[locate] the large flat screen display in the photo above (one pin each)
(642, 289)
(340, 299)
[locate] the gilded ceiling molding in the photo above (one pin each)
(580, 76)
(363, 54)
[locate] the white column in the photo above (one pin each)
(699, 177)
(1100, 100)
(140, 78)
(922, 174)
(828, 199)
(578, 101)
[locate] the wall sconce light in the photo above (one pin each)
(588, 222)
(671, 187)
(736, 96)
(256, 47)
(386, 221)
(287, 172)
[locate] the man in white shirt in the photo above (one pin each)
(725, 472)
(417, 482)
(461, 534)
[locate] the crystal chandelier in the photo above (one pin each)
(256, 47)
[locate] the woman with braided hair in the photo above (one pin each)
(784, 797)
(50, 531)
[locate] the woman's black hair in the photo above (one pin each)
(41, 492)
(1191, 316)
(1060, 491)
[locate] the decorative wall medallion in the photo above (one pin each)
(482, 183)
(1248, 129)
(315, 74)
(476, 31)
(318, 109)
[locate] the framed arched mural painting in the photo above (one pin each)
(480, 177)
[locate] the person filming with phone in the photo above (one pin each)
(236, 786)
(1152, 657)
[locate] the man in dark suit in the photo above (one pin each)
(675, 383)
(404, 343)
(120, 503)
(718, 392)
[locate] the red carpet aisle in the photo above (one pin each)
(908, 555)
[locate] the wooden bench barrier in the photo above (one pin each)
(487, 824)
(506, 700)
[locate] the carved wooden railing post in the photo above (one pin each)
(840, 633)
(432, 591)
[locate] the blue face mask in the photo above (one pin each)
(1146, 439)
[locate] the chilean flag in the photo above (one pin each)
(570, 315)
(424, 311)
----------
TASK REQUIREMENTS —
Using the listing above, print every entry verbatim.

EXERCISE RESPONSE —
[locate] the large flat screen display in the photo above (one pin each)
(642, 289)
(340, 299)
[locate] the gilded ceiling molding in the photo above (one pin each)
(580, 76)
(363, 54)
[locate] the white column in the photo above (one pin each)
(699, 177)
(1100, 100)
(140, 78)
(922, 174)
(828, 199)
(578, 101)
[locate] the wall sconce light in the photo above (one pin each)
(588, 222)
(671, 187)
(736, 96)
(256, 47)
(386, 221)
(287, 172)
[locate] the man in white shirt in the photo above (one pin each)
(725, 472)
(417, 482)
(461, 534)
[locate] the crystal chandelier in the photo above (one pin each)
(256, 47)
[locate] the woman with braided hair in the photo above (one pin each)
(784, 797)
(50, 531)
[locate] the woman's black hair in the photo above (one pin each)
(41, 492)
(1191, 316)
(1060, 491)
[locate] the decorative wall medallion in the photo above (one pin each)
(482, 183)
(1248, 129)
(315, 74)
(476, 31)
(318, 109)
[locate] the framed arched mural painting in the photo above (one pin each)
(480, 177)
[locate] the person filming with phone in the photo above (one pin each)
(236, 786)
(1152, 657)
[locate] the man in dark suit in the photo above (one pin each)
(675, 383)
(404, 343)
(120, 503)
(718, 392)
[locate] the red carpet aisle in the photo above (one pin each)
(908, 555)
[locate] the wooden bench barrier in the photo above (one pin each)
(487, 824)
(506, 700)
[locate] the carved wooden railing post in the photo above (one pin each)
(840, 633)
(432, 591)
[locate] the blue face mask in the photo above (one pin each)
(1146, 439)
[locate] the chilean flag in the photo above (one pin each)
(570, 315)
(424, 311)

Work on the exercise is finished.